The problem
Find every line in the listing below that contains the word "petal" and copy each one out in full.
++++
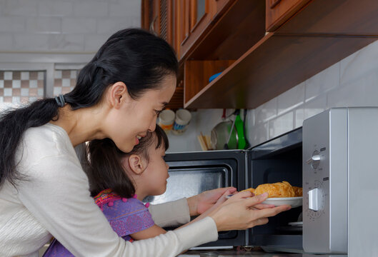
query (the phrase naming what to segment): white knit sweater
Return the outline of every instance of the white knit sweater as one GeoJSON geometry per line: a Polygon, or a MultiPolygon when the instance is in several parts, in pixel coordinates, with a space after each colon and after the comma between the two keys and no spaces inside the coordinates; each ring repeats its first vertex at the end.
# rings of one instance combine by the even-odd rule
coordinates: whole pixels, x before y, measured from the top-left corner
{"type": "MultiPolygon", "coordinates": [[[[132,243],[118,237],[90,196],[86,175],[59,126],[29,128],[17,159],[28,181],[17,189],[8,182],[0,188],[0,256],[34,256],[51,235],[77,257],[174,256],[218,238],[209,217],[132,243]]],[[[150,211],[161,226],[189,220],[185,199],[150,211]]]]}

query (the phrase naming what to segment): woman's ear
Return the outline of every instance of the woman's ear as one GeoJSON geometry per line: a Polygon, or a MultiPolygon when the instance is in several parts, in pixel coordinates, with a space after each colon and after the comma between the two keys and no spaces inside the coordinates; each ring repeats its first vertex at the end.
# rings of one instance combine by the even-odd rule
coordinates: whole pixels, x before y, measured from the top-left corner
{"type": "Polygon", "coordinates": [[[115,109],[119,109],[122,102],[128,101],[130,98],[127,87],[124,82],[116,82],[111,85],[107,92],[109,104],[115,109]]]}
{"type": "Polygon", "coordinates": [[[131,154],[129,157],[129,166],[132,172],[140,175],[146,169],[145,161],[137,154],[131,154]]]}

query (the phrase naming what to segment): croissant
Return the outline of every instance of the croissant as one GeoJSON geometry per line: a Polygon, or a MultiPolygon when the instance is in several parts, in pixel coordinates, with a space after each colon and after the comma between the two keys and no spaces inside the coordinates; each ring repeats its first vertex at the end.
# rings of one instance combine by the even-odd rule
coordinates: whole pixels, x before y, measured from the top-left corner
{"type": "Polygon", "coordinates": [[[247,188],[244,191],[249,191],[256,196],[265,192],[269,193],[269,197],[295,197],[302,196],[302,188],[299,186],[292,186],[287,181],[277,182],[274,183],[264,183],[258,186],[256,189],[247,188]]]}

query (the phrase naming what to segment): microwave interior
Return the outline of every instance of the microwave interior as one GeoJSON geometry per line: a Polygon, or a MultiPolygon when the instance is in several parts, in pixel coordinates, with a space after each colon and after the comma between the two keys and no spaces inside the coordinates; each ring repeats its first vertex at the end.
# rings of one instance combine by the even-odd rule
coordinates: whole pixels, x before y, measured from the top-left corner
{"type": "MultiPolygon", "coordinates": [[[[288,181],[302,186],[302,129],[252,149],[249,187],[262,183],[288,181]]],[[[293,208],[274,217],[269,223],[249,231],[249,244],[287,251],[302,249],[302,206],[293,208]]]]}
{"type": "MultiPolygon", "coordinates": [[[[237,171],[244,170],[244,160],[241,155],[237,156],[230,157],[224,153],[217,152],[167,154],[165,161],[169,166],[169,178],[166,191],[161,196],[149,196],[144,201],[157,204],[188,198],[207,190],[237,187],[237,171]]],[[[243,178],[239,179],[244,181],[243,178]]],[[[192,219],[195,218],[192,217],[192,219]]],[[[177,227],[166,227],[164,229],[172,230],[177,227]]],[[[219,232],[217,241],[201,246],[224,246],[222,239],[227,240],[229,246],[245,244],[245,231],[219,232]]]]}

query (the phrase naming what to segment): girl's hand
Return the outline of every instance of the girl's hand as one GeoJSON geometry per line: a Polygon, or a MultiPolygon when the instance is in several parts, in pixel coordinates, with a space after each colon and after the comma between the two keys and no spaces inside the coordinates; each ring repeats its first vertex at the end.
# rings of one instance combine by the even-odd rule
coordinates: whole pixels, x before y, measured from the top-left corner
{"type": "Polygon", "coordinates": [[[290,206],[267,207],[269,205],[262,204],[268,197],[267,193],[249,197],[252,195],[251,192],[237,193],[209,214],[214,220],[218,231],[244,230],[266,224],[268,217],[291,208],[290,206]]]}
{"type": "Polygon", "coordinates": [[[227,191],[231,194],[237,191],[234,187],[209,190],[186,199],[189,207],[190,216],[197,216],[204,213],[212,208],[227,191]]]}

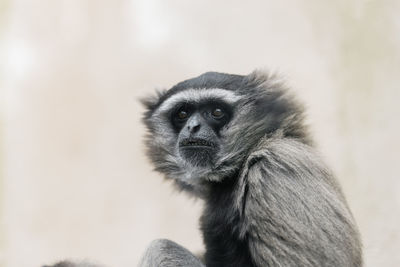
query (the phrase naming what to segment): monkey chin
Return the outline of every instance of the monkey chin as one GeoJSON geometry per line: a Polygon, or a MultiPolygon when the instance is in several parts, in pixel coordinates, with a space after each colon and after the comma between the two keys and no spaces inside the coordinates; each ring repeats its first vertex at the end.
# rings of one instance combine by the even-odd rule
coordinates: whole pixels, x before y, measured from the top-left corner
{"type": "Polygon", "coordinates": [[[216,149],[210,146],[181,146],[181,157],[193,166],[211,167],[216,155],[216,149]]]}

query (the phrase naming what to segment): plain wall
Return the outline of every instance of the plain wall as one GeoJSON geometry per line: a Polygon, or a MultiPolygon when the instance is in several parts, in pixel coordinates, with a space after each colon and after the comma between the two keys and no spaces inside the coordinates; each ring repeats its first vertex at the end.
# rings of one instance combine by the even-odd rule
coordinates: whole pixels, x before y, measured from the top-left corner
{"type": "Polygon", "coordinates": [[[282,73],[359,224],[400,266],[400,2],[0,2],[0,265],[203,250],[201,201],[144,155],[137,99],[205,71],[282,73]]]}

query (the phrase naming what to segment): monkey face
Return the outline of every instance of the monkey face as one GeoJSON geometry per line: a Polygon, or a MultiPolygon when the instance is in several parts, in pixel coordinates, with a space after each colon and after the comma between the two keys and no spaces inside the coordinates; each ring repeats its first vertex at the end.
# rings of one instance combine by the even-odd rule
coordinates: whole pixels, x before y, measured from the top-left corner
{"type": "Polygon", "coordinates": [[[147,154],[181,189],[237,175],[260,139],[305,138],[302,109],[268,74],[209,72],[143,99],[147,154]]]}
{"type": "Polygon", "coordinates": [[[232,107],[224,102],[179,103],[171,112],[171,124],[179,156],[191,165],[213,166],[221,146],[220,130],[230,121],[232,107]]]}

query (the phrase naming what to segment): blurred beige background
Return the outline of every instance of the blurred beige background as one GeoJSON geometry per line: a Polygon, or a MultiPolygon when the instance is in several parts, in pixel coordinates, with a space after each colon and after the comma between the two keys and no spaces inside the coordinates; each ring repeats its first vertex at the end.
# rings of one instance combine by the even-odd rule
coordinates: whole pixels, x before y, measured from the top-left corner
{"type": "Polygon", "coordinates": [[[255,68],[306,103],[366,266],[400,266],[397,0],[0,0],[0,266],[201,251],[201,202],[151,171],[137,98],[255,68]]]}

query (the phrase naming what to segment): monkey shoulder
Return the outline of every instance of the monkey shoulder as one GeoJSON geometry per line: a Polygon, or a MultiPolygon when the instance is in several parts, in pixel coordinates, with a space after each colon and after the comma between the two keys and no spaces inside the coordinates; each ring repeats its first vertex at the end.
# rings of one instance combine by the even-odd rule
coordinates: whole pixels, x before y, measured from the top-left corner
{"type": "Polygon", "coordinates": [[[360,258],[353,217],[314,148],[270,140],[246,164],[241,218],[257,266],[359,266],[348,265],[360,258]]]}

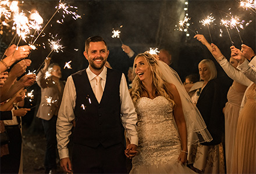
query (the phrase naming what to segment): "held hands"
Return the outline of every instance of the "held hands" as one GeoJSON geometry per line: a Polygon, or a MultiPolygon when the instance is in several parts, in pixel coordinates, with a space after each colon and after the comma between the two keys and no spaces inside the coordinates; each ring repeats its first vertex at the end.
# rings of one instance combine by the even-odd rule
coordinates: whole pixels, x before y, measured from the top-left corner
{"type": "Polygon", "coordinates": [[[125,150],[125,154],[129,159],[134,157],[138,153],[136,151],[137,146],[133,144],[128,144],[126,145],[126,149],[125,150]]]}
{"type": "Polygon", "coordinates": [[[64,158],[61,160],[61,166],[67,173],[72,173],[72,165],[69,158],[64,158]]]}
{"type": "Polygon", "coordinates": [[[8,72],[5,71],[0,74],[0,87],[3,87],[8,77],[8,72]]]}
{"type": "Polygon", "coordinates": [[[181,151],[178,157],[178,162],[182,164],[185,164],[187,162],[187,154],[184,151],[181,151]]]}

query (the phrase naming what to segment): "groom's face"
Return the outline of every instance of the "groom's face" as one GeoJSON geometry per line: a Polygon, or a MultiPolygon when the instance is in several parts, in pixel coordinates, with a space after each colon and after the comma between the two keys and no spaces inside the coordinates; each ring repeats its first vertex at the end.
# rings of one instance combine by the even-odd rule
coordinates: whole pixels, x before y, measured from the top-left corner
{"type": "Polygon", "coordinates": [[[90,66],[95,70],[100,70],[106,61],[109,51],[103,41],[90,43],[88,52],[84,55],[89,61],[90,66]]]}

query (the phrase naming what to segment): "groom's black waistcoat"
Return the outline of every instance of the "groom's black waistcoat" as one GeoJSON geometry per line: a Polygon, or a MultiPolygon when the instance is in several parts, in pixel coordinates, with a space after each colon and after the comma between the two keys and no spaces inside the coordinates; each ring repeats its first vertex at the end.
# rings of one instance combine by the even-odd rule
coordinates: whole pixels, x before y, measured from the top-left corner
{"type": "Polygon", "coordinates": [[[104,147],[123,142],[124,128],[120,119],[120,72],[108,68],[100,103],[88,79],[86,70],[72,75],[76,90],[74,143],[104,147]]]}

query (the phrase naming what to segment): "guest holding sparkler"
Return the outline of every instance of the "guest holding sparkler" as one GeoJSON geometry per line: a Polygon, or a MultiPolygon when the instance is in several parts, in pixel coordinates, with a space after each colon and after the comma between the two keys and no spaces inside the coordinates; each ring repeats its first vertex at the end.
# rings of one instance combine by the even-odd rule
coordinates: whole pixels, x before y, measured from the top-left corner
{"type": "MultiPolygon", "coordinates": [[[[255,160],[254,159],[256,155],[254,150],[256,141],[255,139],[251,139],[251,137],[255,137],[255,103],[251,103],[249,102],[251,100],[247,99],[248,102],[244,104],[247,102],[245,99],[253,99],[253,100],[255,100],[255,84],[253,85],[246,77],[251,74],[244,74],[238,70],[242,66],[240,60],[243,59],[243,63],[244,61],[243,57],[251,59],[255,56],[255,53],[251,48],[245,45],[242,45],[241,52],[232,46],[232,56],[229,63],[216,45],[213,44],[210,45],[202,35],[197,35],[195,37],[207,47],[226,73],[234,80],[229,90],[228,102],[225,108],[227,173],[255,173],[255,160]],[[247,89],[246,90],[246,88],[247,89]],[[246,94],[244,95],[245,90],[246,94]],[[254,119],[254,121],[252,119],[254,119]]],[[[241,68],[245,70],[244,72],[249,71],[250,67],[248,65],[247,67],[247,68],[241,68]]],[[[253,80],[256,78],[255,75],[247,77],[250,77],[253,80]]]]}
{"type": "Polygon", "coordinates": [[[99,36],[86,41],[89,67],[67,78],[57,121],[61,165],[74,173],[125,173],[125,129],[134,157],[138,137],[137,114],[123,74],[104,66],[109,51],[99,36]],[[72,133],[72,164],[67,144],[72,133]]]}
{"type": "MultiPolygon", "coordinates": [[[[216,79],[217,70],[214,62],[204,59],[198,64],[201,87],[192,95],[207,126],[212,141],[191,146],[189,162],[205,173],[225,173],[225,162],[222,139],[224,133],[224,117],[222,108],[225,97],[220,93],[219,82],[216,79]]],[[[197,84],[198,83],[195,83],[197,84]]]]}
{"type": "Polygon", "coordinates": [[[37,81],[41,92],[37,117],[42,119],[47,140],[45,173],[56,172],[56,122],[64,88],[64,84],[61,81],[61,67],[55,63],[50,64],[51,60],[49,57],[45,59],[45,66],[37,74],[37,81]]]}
++++
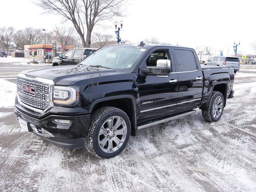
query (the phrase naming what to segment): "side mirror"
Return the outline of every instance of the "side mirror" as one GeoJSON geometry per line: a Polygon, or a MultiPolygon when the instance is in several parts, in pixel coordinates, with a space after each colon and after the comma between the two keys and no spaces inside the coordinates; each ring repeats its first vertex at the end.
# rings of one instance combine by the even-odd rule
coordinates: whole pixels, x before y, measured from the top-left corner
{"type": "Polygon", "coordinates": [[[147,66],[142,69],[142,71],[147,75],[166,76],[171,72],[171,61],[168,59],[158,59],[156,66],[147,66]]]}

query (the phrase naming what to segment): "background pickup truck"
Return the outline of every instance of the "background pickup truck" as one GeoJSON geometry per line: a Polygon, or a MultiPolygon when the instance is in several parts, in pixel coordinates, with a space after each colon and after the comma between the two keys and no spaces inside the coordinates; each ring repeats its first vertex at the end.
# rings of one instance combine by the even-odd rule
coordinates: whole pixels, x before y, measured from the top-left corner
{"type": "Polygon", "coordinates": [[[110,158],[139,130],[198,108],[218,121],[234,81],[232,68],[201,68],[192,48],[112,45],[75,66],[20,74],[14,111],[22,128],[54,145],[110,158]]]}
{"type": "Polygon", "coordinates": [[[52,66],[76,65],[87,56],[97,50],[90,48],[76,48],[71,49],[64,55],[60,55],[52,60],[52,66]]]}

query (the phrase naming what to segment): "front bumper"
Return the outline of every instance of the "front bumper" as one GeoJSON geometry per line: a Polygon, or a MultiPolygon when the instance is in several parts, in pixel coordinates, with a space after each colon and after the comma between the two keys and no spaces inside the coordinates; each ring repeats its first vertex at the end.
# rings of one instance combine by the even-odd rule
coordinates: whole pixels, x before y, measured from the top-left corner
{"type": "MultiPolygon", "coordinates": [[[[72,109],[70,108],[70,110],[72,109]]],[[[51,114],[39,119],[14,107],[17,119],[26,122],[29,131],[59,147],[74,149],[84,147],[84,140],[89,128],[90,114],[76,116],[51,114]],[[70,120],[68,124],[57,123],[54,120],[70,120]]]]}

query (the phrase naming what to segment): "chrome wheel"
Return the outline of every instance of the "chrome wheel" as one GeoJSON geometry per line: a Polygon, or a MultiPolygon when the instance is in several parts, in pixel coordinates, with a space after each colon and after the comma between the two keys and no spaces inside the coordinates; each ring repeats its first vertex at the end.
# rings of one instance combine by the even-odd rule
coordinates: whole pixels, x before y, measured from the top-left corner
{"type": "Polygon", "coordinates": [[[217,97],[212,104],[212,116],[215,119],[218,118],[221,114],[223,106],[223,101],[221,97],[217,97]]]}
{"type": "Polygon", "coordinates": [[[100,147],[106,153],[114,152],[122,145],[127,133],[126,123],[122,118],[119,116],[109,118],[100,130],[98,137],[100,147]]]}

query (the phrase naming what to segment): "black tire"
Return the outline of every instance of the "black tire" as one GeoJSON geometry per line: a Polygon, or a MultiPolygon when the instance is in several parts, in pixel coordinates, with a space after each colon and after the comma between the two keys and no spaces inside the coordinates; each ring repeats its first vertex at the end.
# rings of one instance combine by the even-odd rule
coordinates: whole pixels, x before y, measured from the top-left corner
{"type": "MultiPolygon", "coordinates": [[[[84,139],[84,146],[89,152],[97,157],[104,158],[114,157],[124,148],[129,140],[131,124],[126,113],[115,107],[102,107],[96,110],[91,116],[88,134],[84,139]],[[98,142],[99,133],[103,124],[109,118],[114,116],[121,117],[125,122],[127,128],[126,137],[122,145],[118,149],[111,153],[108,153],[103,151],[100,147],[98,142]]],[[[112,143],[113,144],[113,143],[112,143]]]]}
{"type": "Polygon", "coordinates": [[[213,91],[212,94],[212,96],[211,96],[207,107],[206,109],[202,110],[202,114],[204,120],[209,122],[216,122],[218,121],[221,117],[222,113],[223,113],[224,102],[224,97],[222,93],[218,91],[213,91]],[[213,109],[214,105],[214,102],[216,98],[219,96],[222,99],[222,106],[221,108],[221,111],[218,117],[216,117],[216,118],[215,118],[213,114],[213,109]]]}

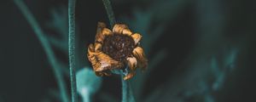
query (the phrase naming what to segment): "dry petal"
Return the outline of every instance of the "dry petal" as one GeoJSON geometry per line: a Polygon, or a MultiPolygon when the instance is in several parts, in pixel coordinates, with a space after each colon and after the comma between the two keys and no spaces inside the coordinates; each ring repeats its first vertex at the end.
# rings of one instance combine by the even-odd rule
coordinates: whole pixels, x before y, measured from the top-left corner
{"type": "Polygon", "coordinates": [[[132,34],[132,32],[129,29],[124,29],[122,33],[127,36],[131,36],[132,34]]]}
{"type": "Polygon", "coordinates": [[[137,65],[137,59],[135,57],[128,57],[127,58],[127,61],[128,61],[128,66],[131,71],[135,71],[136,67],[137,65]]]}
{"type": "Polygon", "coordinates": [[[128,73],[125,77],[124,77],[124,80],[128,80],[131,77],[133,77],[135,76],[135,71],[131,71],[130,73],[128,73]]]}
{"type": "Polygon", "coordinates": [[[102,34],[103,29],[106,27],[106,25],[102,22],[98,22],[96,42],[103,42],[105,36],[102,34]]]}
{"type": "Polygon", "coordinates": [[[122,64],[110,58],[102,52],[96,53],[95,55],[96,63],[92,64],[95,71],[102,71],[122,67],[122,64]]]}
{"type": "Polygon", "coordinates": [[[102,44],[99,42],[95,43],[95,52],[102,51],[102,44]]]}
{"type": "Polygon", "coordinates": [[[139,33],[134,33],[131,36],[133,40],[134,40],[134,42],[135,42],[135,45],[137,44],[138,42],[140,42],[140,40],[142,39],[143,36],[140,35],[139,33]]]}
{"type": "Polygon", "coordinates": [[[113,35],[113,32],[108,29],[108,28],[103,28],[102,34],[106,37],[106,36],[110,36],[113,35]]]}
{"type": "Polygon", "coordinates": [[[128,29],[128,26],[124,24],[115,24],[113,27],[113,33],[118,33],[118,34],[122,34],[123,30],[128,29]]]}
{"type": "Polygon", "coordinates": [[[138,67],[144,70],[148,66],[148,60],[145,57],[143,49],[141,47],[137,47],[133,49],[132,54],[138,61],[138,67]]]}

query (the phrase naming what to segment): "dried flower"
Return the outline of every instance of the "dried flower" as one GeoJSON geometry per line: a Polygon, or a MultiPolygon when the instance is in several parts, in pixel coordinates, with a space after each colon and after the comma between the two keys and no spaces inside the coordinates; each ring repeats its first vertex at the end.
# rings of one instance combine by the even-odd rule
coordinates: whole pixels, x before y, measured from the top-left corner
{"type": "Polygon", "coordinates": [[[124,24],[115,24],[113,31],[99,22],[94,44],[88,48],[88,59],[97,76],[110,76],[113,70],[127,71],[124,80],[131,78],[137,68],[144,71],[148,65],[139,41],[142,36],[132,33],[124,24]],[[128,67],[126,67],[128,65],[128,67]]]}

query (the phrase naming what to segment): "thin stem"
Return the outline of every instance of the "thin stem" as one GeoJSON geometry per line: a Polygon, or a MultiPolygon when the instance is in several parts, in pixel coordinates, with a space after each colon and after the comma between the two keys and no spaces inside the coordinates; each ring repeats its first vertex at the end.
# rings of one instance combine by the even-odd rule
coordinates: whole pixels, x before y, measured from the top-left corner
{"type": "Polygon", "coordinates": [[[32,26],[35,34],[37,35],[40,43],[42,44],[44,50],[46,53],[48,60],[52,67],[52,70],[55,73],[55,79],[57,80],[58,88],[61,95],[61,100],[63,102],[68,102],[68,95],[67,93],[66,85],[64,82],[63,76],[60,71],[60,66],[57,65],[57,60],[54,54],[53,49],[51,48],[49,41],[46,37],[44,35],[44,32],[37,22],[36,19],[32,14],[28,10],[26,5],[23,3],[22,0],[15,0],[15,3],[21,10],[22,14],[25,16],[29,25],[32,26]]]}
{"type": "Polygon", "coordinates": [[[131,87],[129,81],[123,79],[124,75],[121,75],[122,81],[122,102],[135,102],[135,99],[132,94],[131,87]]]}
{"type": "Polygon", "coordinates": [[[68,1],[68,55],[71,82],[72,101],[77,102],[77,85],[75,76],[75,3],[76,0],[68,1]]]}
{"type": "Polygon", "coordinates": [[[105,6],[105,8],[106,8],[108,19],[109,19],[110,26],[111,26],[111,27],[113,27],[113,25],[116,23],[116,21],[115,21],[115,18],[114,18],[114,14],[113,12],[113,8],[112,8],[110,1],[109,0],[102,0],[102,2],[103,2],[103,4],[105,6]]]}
++++
Answer below
query (the phrase naming what to segment): "dry petal"
Return the outline of every instance of the "dry petal" as one GeoJSON geometry per line: a Polygon, or a MultiPolygon when the instance is in several parts, in pixel coordinates, with a space after each colon and after the comma between the two keys and no spaces inside the coordinates; each ring repeats its first vertex at the end.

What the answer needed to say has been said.